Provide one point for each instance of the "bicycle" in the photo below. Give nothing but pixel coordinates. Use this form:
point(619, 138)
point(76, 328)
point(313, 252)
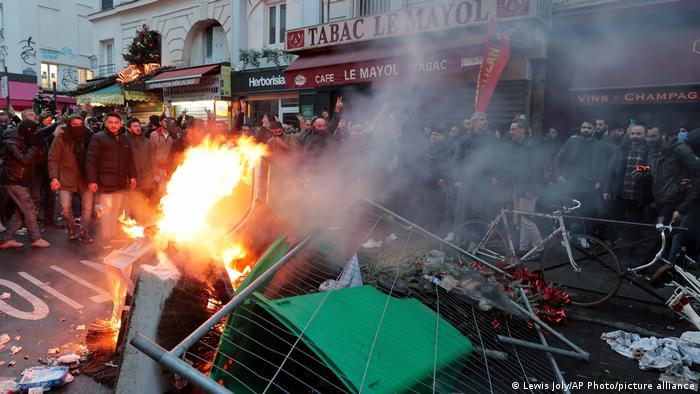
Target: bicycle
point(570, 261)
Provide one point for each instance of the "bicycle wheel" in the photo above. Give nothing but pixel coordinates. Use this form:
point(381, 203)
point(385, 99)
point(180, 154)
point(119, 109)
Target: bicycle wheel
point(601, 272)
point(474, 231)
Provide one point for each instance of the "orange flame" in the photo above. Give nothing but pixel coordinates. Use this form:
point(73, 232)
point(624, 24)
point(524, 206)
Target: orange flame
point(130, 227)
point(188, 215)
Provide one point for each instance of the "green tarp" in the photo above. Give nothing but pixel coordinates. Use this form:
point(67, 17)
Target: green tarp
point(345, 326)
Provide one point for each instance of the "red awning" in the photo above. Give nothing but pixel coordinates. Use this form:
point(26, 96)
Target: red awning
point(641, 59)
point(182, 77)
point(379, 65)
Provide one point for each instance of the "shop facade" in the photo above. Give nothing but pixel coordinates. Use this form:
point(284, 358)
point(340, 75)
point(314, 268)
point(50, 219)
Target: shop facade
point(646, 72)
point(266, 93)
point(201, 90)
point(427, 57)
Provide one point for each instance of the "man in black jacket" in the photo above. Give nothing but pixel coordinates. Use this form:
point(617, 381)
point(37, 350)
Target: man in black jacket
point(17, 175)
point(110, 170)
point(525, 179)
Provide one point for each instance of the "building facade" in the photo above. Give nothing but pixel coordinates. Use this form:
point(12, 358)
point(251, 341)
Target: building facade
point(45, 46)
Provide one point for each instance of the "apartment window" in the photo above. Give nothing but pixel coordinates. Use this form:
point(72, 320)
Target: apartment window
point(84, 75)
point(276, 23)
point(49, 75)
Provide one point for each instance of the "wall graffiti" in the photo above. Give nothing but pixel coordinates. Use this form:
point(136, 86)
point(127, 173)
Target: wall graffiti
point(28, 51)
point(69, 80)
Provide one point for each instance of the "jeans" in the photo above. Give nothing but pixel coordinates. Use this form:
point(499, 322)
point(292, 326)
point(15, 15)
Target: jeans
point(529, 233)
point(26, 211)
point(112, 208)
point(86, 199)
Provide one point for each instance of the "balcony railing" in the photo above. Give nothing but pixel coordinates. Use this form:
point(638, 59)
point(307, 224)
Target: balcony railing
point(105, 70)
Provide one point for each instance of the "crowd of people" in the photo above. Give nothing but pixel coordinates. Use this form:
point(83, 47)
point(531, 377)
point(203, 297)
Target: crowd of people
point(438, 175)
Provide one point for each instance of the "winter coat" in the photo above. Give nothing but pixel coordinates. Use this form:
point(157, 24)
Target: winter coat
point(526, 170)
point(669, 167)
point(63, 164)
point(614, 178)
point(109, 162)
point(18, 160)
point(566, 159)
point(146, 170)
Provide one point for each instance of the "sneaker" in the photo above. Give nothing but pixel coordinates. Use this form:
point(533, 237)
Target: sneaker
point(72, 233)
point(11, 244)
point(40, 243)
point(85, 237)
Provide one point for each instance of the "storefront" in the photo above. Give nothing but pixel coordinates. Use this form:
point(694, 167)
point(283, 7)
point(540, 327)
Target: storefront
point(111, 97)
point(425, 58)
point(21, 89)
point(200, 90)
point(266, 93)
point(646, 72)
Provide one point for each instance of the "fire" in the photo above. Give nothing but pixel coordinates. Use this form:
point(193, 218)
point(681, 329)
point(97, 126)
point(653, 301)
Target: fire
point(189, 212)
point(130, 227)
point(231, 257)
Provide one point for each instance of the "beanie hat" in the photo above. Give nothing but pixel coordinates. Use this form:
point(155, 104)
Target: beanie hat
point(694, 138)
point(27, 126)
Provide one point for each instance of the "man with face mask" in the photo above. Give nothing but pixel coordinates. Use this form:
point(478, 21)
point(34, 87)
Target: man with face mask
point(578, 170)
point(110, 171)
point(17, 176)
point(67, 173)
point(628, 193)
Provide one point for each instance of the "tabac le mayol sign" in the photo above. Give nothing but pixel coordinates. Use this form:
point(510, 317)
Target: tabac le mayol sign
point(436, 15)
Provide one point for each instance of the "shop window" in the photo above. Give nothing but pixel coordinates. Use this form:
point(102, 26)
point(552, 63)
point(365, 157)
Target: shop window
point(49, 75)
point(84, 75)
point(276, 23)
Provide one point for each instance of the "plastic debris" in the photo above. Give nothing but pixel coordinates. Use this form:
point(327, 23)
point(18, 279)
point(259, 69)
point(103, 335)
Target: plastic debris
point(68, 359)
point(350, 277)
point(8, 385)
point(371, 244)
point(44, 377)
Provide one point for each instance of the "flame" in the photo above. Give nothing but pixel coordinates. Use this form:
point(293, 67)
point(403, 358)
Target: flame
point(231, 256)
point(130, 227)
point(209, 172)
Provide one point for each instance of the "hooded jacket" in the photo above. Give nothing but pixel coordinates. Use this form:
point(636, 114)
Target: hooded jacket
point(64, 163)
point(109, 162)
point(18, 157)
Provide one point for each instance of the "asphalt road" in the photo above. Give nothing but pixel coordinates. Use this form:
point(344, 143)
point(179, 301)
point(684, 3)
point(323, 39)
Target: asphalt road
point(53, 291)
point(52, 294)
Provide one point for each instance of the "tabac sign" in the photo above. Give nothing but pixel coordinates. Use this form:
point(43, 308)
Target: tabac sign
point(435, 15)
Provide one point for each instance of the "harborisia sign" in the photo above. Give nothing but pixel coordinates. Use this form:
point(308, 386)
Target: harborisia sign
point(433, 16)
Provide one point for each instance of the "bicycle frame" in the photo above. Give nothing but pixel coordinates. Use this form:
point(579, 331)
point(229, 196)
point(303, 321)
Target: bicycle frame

● WHAT IS EXPECTED
Lay out every line of the records above as a JSON list of strings, one string per line, with blank lines left out. Leave the pictures out of the answer.

● RESPONSE
[
  "Provide one point for each instance of the \"bicycle\" in the photo below. Give nothing but pixel coordinates. Use this form:",
  "point(619, 138)",
  "point(76, 328)",
  "point(313, 252)",
  "Target: bicycle",
  "point(570, 261)",
  "Provide one point for each instance of the \"bicycle wheel\" in the photo above. Give nothing but pixel coordinates. Use this form:",
  "point(381, 203)",
  "point(385, 99)",
  "point(180, 154)",
  "point(119, 109)",
  "Target: bicycle wheel",
  "point(601, 272)",
  "point(474, 231)",
  "Provide one point for each instance of the \"orange flame\" in the photo above. Give nothing but pixel coordinates. Use this form:",
  "point(73, 232)",
  "point(624, 24)",
  "point(524, 206)",
  "Target: orange flame",
  "point(130, 227)",
  "point(188, 215)",
  "Provide one point for each instance of the \"green tarp\" in the photo above. Give nothing but pixel coordinates. Use this form:",
  "point(67, 17)",
  "Target: green tarp",
  "point(345, 326)",
  "Provide one point for each instance of the \"red awning\" in the photo above. Give nothing but pixel coordinates. Use this form:",
  "point(26, 96)",
  "Target: red awning",
  "point(641, 59)",
  "point(182, 77)",
  "point(379, 65)",
  "Provide one point for each instance of the \"shop facade\" in the photo above. Give nothing but pixel coordinates. Use this form:",
  "point(284, 358)",
  "point(340, 75)",
  "point(314, 268)",
  "point(50, 219)",
  "Target: shop facade",
  "point(646, 72)",
  "point(266, 93)",
  "point(201, 90)",
  "point(427, 57)",
  "Provide one point for each instance of the \"man in black jacket\" in the photo above. Give nothing but pixel coordinates. Use this form:",
  "point(617, 381)",
  "point(37, 350)",
  "Target: man in black jacket",
  "point(17, 175)",
  "point(110, 170)",
  "point(525, 179)",
  "Provide one point for each instance of the \"building facade\" in the photo above. Give nothing but pixel coordinates. Use this form:",
  "point(12, 358)",
  "point(251, 341)",
  "Target: building facade",
  "point(45, 46)",
  "Provide one point for each instance of the \"apartment window\" in the photo above. Give nothing but pixel coordinates. Use this form:",
  "point(72, 320)",
  "Target: apartment window",
  "point(84, 75)",
  "point(276, 23)",
  "point(49, 75)",
  "Provide one point for each instance of the \"wall graffiti\" in the photo above. Give nothing but pixel coordinates. Use this form:",
  "point(136, 86)",
  "point(127, 173)",
  "Target: wall graffiti",
  "point(28, 51)",
  "point(69, 80)",
  "Provide one point for each instance of the \"jeans\" in the photo above. Give nothing but pixel coordinates. Use this form:",
  "point(499, 322)",
  "point(292, 326)",
  "point(15, 15)",
  "Target: jeans",
  "point(529, 233)",
  "point(26, 211)",
  "point(112, 208)",
  "point(86, 199)",
  "Provide one point for each instance of the \"balcony railing\" in the photo above. Give nothing but pixel coordinates. Use this form:",
  "point(638, 59)",
  "point(307, 224)",
  "Target: balcony railing",
  "point(105, 70)",
  "Provide one point for each instance of the \"crowd of people\" in the photo above. Give nothing but pixel coordinates. Use this form:",
  "point(83, 47)",
  "point(531, 377)",
  "point(203, 297)",
  "Target: crowd of people",
  "point(438, 175)",
  "Provide one point for each instance of the \"winter coat\" in the photo above. Give nothing but pixel coordinates. Use this form:",
  "point(157, 24)",
  "Target: winter coat",
  "point(526, 170)",
  "point(669, 167)",
  "point(63, 164)",
  "point(614, 178)",
  "point(109, 162)",
  "point(18, 160)",
  "point(566, 159)",
  "point(146, 170)",
  "Provide one point for each instance of the \"sneaker\" in the photo above. Give nothing but pixel coordinates. Use this form:",
  "point(533, 237)",
  "Target: sneaker",
  "point(72, 233)",
  "point(11, 244)",
  "point(40, 243)",
  "point(85, 237)",
  "Provide one point for each instance of the \"storefront\" in the photo above. Give nothing but pixel coordinates. Use this form:",
  "point(694, 167)",
  "point(283, 7)",
  "point(540, 327)",
  "Target: storefront",
  "point(111, 97)",
  "point(425, 58)",
  "point(21, 89)",
  "point(200, 90)",
  "point(266, 93)",
  "point(646, 72)",
  "Provide one point for each instance of the \"fire\" in the photo above. Give nothing but pixel coordinates. Use this form:",
  "point(193, 218)",
  "point(681, 329)",
  "point(97, 126)",
  "point(653, 301)",
  "Target: fire",
  "point(189, 212)",
  "point(130, 227)",
  "point(231, 257)",
  "Provide one point for each instance of the \"beanie hat\" in the photo above. Give nothing but pixel coordinates. Use this form:",
  "point(155, 104)",
  "Target: beanie hat",
  "point(694, 138)",
  "point(27, 126)",
  "Provide one point for each instance of the \"man with face mask\" in the photo above. Give nothing but pixel coordinates. Use this form:",
  "point(478, 21)",
  "point(34, 87)",
  "Target: man with face mask",
  "point(578, 170)",
  "point(110, 171)",
  "point(17, 176)",
  "point(67, 173)",
  "point(628, 193)",
  "Provide one point for each instance of the \"tabac le mayol sign\" in the photo above. Give nothing but pixel coordinates. Use this form:",
  "point(510, 317)",
  "Target: tabac le mayol sign",
  "point(436, 15)",
  "Provide one point for each instance of the \"shop window\" in the photo above. Give nothing but pixel coordinates. Use this form:",
  "point(102, 26)",
  "point(552, 63)",
  "point(365, 157)",
  "Target: shop window",
  "point(49, 75)",
  "point(84, 75)",
  "point(276, 23)",
  "Provide one point for each instance of the \"plastic debris\" in the photo above. Give nothing but pixel coordinates. Use this form:",
  "point(327, 23)",
  "point(18, 279)",
  "point(259, 69)",
  "point(103, 335)",
  "Target: plastic debris",
  "point(68, 359)",
  "point(350, 277)",
  "point(8, 385)",
  "point(371, 244)",
  "point(44, 377)",
  "Provide one point for each instance of the \"flame\" in the photo above. Give nothing but pixel coordinates. Use this form:",
  "point(293, 67)",
  "point(403, 358)",
  "Target: flame",
  "point(231, 256)",
  "point(130, 227)",
  "point(209, 172)",
  "Provide one point for each instance of the \"hooded jacket\" in the photo above. Give nothing but pixel coordinates. Use this form:",
  "point(636, 114)",
  "Target: hooded jacket",
  "point(64, 163)",
  "point(109, 162)",
  "point(18, 157)",
  "Provide one point for each instance of the \"asphalt road\" in the photo above. Give nothing but pixel coordinates. Use this form:",
  "point(344, 143)",
  "point(179, 301)",
  "point(684, 3)",
  "point(323, 39)",
  "Target: asphalt road",
  "point(53, 291)",
  "point(52, 294)",
  "Provide one point for each instance of the \"tabac sign\" in the photo above. Give nothing but pixel coordinates. Use this form:",
  "point(43, 308)",
  "Target: tabac sign",
  "point(435, 15)",
  "Provide one point for each instance of the \"harborisia sign\" in the photo above. Give nothing but pixel coordinates. Use this form:",
  "point(308, 386)",
  "Target: harborisia sign",
  "point(433, 16)",
  "Provide one point for each instance of the \"bicycle frame\" in the photo above. Give nothing but pixel coordinates. Use this form:",
  "point(579, 331)",
  "point(229, 196)",
  "point(303, 321)",
  "Target: bicycle frame"
]